#### Challenge
Rewrite the data below, starting with the line that contains "Locate the white" and going on through the line that contains "68;64;150;116", with both of those lines included and nothing else. Keep the requests unchanged and decrease every coordinate in the answers by 32.

━━━━━ Input data

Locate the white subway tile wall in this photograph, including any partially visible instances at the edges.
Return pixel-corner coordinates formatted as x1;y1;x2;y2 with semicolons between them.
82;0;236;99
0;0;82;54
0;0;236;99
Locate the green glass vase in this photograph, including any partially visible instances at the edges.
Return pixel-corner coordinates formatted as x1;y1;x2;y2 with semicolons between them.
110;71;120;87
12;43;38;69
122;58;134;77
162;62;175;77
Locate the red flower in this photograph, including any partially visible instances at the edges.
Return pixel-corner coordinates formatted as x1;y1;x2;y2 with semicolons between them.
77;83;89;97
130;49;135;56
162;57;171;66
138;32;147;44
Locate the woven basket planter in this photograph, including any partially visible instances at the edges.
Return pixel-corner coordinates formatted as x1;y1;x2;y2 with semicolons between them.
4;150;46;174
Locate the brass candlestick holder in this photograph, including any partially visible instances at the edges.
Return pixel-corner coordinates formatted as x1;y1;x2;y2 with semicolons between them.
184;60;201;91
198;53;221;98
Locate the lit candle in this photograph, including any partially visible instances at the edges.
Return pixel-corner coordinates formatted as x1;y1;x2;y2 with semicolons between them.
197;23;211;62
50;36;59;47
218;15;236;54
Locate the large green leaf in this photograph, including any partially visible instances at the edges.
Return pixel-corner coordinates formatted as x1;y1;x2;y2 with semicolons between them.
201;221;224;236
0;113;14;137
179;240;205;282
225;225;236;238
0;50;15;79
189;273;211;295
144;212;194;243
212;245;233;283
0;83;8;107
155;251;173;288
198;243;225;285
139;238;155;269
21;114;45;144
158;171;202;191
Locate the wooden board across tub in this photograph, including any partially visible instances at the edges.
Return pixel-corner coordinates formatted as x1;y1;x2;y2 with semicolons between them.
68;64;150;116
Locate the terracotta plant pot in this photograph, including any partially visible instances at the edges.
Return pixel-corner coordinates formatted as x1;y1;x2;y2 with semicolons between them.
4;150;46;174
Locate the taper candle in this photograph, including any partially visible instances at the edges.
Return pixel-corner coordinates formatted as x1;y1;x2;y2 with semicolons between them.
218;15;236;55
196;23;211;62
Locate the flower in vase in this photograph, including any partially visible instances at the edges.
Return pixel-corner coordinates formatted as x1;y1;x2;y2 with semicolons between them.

━━━━━━━━━━
━━━━━ Input data

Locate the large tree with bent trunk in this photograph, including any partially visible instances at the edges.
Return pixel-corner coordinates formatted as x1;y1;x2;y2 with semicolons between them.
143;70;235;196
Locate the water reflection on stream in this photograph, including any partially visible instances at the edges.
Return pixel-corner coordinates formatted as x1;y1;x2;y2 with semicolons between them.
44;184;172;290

━━━━━━━━━━
━━━━━ Input data

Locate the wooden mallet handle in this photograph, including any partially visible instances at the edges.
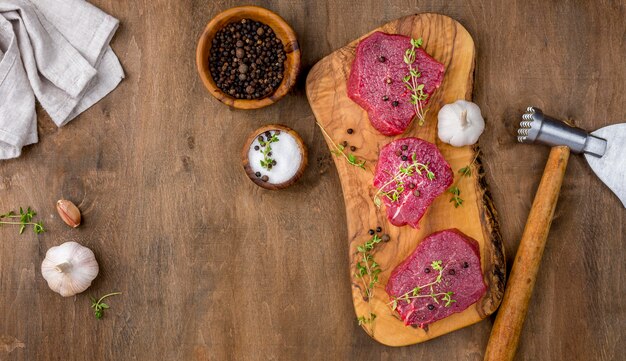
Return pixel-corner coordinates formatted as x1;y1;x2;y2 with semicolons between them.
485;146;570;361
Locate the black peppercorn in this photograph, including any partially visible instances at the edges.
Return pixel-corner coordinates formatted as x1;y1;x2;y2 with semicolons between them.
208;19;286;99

━━━━━━━━━━

#### Exercise answer
Locate the white subway tile wall in this photograph, including any partially visible instances at the edges.
Return pixel-corner coordinates formatted as x1;y1;x2;y2 with semicolons between them.
50;-32;204;67
-32;-32;50;22
-32;-32;204;67
Locate the green glass vase in this photograph, including any partially visible instances at the edges.
Return pixel-corner coordinates formatted as x1;y1;x2;y2 with semicolons between them.
78;39;88;55
-20;11;6;37
90;26;102;45
130;30;143;45
Locate the red flower in this photograph, including any partially visible instances at the edges.
Return pixel-corner coordinates formatted as x1;y1;x2;y2 with semicolons between them.
45;51;57;65
98;17;103;24
130;25;139;34
106;0;115;12
Locate the woven basket planter in this photograph, including any partially visible instances at the edges.
Return pixel-corner coordinates formatted as x1;y1;x2;y2 with semicolons between them.
-28;118;14;142
Locate the brass candlestick holder in this photograph, including any partially visible instances at the edges.
Return pixel-corner coordinates formatted as x1;y1;x2;y2 with semicolons between them.
152;28;169;59
166;21;189;66
Locate the lit candle in this photograph, including any partially visible instances at the edges.
Return pixel-corner coordinates formatted as x1;y1;x2;y2 with semicolons between them.
165;-9;179;30
18;4;27;15
186;-17;204;22
Locate the large green leaf in this photograph, including any partially visible instances at the edges.
Return pixel-corner coordinates formatted as x1;y1;x2;y2 with semicolons between them.
169;189;192;204
-32;81;-18;105
147;208;173;250
193;193;204;206
-32;18;-17;47
157;241;179;263
112;180;162;211
180;213;201;251
-32;51;-24;75
123;219;141;256
166;211;193;253
107;206;123;237
-11;82;13;112
126;139;170;159
Locate the wooden board across tub in this photograph, including any partially visible instances at the edges.
Return pixel-corner coordinates formatted as x1;y1;x2;y2 with semicolons between them.
36;32;118;84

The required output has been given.